◆ YOUR GOAL ◆
This exercise calls for duplicating every entry below exactly, without the images.

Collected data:
-=-=-
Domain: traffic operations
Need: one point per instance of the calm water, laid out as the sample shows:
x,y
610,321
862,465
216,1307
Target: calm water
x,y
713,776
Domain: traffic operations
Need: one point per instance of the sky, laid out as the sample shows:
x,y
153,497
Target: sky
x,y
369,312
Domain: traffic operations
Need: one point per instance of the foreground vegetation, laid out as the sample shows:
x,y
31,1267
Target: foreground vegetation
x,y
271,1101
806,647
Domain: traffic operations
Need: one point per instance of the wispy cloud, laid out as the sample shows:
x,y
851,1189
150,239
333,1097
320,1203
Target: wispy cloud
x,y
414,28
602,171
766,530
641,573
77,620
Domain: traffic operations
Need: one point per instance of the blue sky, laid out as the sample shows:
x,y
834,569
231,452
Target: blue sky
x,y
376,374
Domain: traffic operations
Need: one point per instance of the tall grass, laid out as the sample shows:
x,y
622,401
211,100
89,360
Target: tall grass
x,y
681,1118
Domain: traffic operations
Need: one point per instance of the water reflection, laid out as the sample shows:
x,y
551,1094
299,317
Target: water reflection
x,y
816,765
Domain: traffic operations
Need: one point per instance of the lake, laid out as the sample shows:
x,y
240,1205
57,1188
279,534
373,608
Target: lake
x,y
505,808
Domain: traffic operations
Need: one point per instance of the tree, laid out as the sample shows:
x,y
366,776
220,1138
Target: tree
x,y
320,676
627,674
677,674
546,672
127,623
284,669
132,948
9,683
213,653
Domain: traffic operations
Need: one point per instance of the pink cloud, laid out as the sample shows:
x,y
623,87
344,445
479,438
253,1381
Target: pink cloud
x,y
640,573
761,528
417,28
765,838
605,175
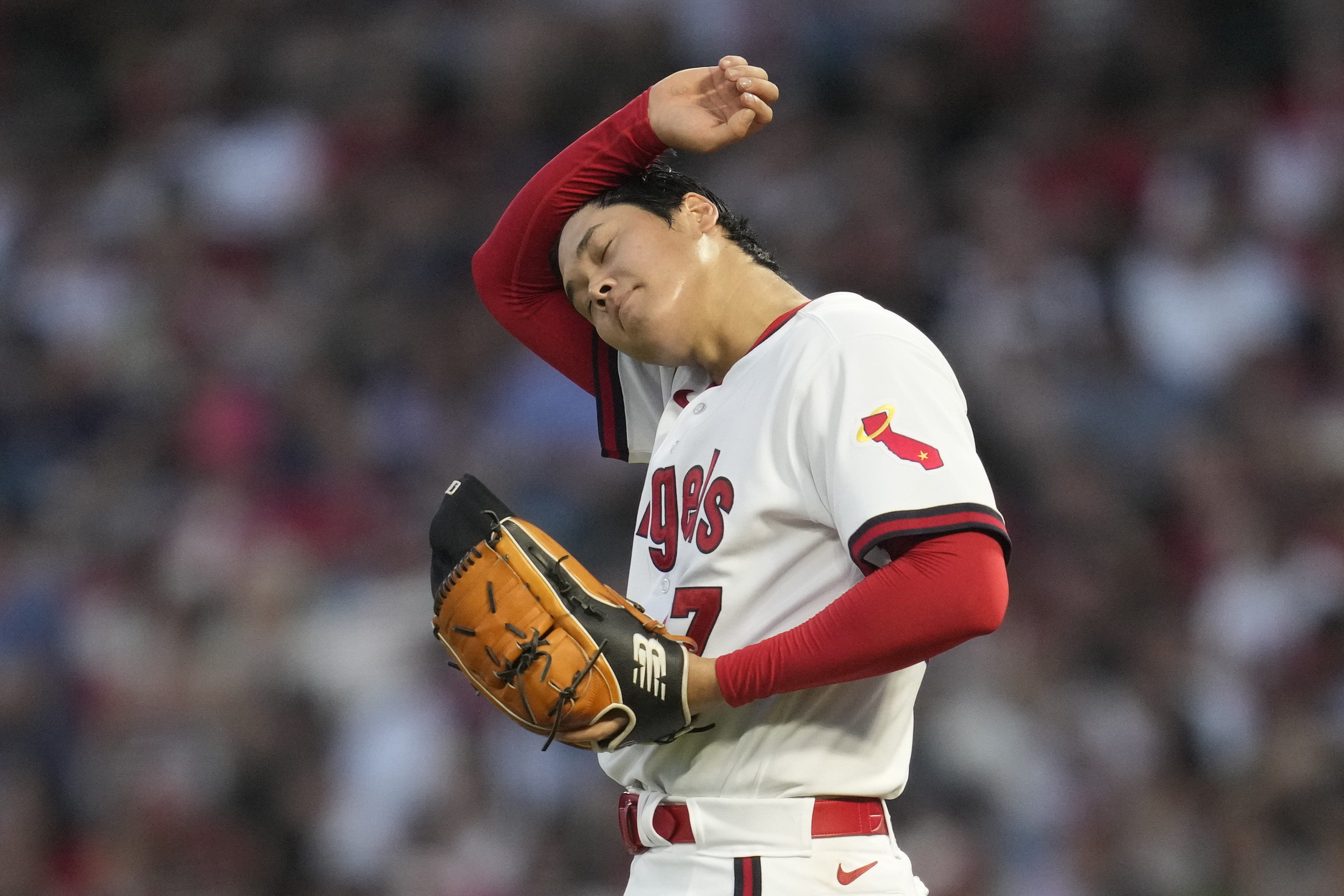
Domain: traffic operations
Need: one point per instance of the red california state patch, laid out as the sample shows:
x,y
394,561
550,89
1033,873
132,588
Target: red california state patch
x,y
877,428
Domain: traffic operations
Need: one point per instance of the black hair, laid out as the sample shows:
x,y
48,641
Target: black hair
x,y
660,191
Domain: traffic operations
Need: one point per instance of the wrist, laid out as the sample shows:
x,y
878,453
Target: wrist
x,y
702,687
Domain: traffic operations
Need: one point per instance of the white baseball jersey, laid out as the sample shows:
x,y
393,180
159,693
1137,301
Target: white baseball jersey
x,y
764,501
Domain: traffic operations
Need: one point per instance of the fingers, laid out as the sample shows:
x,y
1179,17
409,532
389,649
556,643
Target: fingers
x,y
763,113
761,88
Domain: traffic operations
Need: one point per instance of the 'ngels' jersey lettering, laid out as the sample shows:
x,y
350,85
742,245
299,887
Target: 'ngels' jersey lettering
x,y
767,497
703,508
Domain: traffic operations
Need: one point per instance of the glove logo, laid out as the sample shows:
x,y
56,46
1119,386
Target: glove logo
x,y
652,667
877,428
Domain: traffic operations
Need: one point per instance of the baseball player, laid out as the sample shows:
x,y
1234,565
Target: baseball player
x,y
815,516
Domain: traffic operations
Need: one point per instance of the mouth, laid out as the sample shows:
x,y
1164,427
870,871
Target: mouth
x,y
619,307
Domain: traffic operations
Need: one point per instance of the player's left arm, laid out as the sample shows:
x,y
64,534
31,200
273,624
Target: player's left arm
x,y
937,593
895,467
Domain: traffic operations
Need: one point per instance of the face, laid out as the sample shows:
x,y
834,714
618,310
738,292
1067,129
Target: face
x,y
636,280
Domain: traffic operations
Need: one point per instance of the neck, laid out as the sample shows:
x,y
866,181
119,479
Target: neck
x,y
745,301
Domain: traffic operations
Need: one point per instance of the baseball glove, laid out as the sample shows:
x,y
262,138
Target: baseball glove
x,y
541,637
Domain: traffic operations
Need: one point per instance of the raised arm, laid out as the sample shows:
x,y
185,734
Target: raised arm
x,y
695,109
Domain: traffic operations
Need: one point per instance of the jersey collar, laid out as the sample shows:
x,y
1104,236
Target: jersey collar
x,y
776,324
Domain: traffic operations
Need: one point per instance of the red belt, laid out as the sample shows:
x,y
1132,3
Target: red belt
x,y
852,817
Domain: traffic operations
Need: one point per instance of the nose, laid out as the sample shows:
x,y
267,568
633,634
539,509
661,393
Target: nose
x,y
601,291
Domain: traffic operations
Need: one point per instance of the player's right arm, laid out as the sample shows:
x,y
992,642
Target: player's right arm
x,y
694,109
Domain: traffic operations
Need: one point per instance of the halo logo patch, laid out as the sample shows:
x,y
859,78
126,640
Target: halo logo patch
x,y
877,428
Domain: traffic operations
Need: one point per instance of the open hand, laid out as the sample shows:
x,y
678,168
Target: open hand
x,y
708,109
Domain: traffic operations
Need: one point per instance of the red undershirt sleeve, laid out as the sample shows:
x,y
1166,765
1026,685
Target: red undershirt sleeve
x,y
512,269
936,594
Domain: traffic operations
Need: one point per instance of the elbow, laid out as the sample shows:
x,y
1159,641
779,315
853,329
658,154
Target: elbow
x,y
991,597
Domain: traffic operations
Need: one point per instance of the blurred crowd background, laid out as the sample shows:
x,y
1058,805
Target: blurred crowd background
x,y
241,357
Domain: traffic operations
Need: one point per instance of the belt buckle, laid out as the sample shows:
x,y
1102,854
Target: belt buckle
x,y
628,819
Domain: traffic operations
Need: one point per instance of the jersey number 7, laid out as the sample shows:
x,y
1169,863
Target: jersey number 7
x,y
702,602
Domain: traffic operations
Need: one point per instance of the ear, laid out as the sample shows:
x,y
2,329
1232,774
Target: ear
x,y
701,213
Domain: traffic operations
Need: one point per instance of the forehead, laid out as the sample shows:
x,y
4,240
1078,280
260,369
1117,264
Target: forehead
x,y
612,218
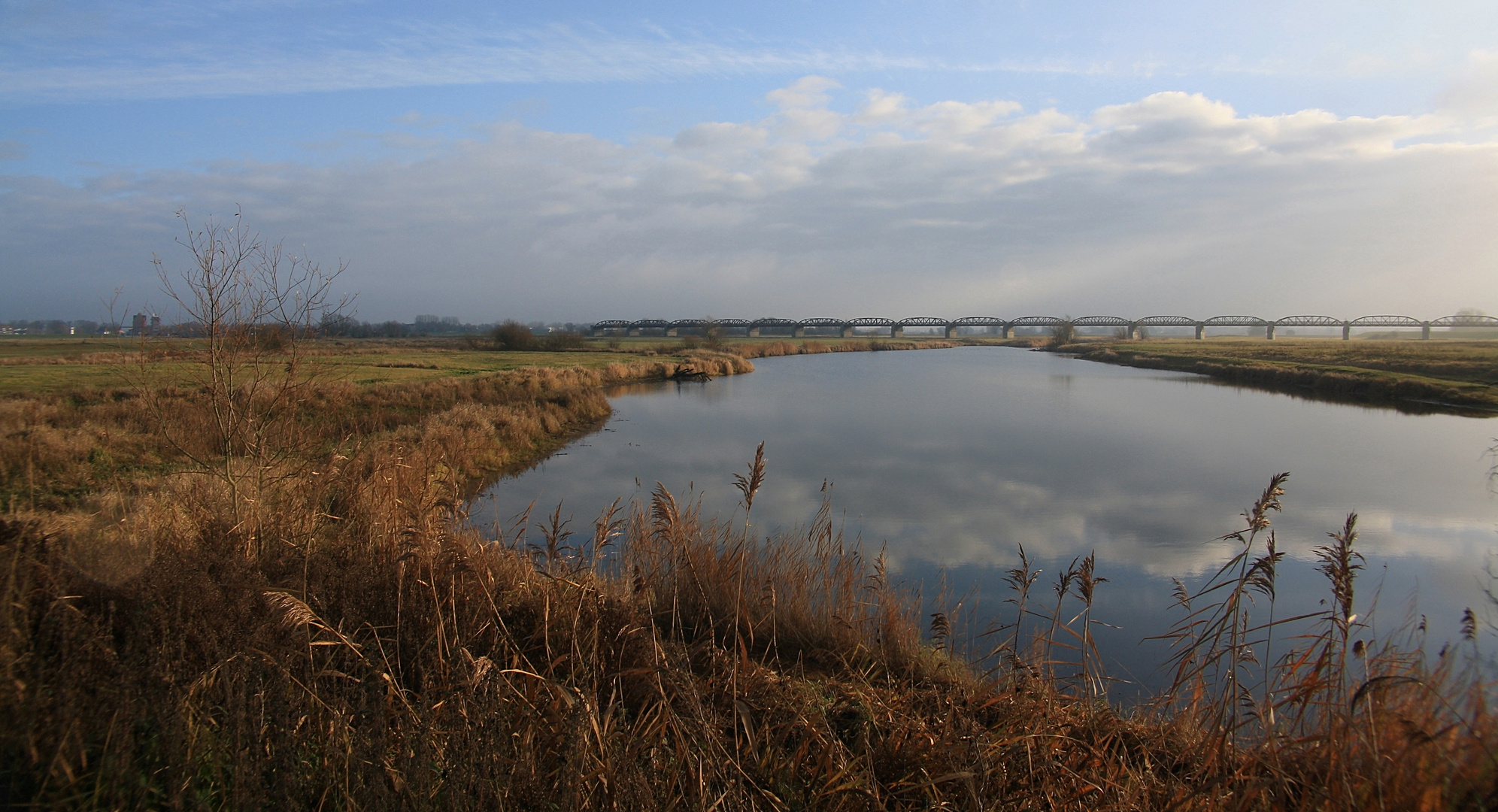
-=-=-
◆ EXERCISE SOLUTION ◆
Domain: traffic operations
Need: one point per instance of the calm water, laid out as the sample shows:
x,y
610,321
862,465
216,1307
Target: calm water
x,y
713,776
Domain: traffic operations
Need: one point per instance of the sky, laid out as the sample shows:
x,y
153,497
Target: sky
x,y
369,312
Domain: traffic operations
Need: one point per instance of the foreground vegetation, laid out as the sample shows:
x,y
31,1267
Target: foreground vegetation
x,y
271,1101
806,647
Domain: traffic operations
Need: one point per instance of the wispy cloud, laid out as the sample shows:
x,y
851,1189
150,239
333,1097
320,1203
Target: wispy cloud
x,y
414,28
602,171
766,530
641,573
77,620
Domain: traffic operations
Need: one point per instance of the blue sky, laid out as the sample shows:
x,y
834,569
231,452
Target: blue sky
x,y
376,374
Domain: traffic operations
Need: one point per instance of the tall grass, laid out as the sample shows:
x,y
622,401
211,100
89,360
Target: tall grass
x,y
681,1118
Domain: traffic operations
Need: one point per instance of the water reflection, laid out as the sample shows:
x,y
551,1094
299,317
Target: water reflection
x,y
816,765
Domain: traffic operations
Need: one point per instance of the lake, laid out as the sample shows:
x,y
240,1205
57,1188
279,534
373,608
Target: lake
x,y
505,808
Domain: traffic operations
Need: one point per instance of the tree, laid out as the sample shows:
x,y
366,776
220,1138
Target: tree
x,y
320,676
627,674
677,674
546,672
127,623
284,669
132,948
9,683
213,653
Domain: traffic operations
Need: one point per instance of the pink cloud, laid out as the sample shows:
x,y
623,87
344,445
479,438
253,1381
Target: pink cloud
x,y
640,573
761,528
417,28
765,838
605,175
Domain: traffic operations
Need: one point per instance of the red california state patch, laid out as the sample shows:
x,y
394,561
550,89
1033,873
132,588
Target: red california state patch
x,y
877,428
Domain: traffic operations
Need: one point per instance of the black hair, laid out as the sample shows:
x,y
48,641
Target: black hair
x,y
660,191
Domain: traffic operations
Need: one point per instance of the wrist, laid out as the sample shows:
x,y
878,453
Target: wrist
x,y
702,687
Domain: traffic operations
Need: one point per instance of the white baseball jersey, laid out as the sample shows:
x,y
393,180
159,693
1137,301
Target: white baseball jersey
x,y
764,501
Domain: traffic operations
Need: one point per instance of the fingers, laid out as the sample shows:
x,y
1179,17
409,532
389,649
556,643
Target: fingers
x,y
763,113
761,88
Domain: traffic operations
Need: one point per instance of the 'ngels' jersey lettering, laid out as the sample shows:
x,y
350,85
742,245
299,887
Target: 'ngels' jersey lettering
x,y
767,497
703,508
Domain: traffic operations
Need: one point per instance of the glove logo, laid out as the sample shows:
x,y
56,46
1119,386
Target: glove logo
x,y
652,667
877,428
Domain: traffic operations
Need: one point per instance of the baseball player, laid out as the sample shows:
x,y
1234,565
Target: baseball player
x,y
815,516
Domain: traffic operations
Need: one point per instance of the mouth, laid out as the sample shows:
x,y
1164,427
870,871
Target: mouth
x,y
619,307
Domain: traffic operations
Need: one point per instance of the player's left arm, laid out as the sample shows:
x,y
64,534
31,200
273,624
Target: player's left arm
x,y
937,593
895,467
Domain: traffic operations
Need: one point per instance of the face, laid out as the sample shows:
x,y
834,714
618,310
738,292
1067,129
Target: face
x,y
636,280
Domain: traffic operations
Need: one point per instance of the neck, laid out as the sample shows:
x,y
866,181
119,479
Target: neck
x,y
745,301
Domain: traffic operations
Need: one point per instance of the baseball glove, laid out as the sample shows:
x,y
262,138
Target: baseball glove
x,y
541,637
Domain: traffic operations
Need: one point per instance of the raised arm, laid out as the sample shows:
x,y
185,734
Target: raised arm
x,y
695,109
Domain: traffic operations
Need: one point per instance of the jersey collar, laid out as the sample shows:
x,y
1104,236
Target: jersey collar
x,y
776,324
Domain: traffic operations
Need: one point per instance of the red belt, laid out as the sample shows:
x,y
1132,3
Target: red belt
x,y
852,817
Domain: traffic operations
Need: one point per instance of the nose, laid out as the sample shows:
x,y
267,568
633,634
539,509
661,393
Target: nose
x,y
601,291
Domain: traffic operations
Need: one point per instance of the player's right arm, laid out as the sample shows:
x,y
992,642
Target: player's right arm
x,y
694,109
Domain: traffic operations
Need: one point per instance of the halo logo patch, laid out as the sample shows:
x,y
859,78
126,640
Target: halo logo patch
x,y
877,428
Domain: traffic operations
Need: one point per instance of the open hand, laid out as the sample shows:
x,y
678,168
Target: open hand
x,y
708,109
Domain: traffic operations
Need: one point per instance of the red undershirt sleeve, laid out as the sample shows:
x,y
1166,765
1026,685
Target: red undershirt sleeve
x,y
512,269
936,594
Domain: traffic operations
Need: one point per instance of the elbow, laid out as the sample shows:
x,y
1159,641
779,315
853,329
658,154
Target: elbow
x,y
991,597
Domain: traffic operations
Need: one point per instance of the blurred crowd background, laid out as the sample shows:
x,y
1058,805
Target: blurred crowd background
x,y
241,357
Domain: traffic operations
Need: one point per instance of the belt buckle, laid out as the sample shows:
x,y
1102,854
Target: belt buckle
x,y
628,819
Domain: traffic operations
Need: one point per instance of the jersey number 7, laid out as the sample shows:
x,y
1169,863
Target: jersey number 7
x,y
702,602
Domain: traffic operations
Need: one point per instance of the ear, laid out as the sample shows:
x,y
2,329
1232,774
Target: ear
x,y
701,213
Domain: traffic operations
Need: one point per instance of the forehead, laid out as the sample shows:
x,y
4,240
1078,280
260,369
1117,264
Target: forehead
x,y
612,218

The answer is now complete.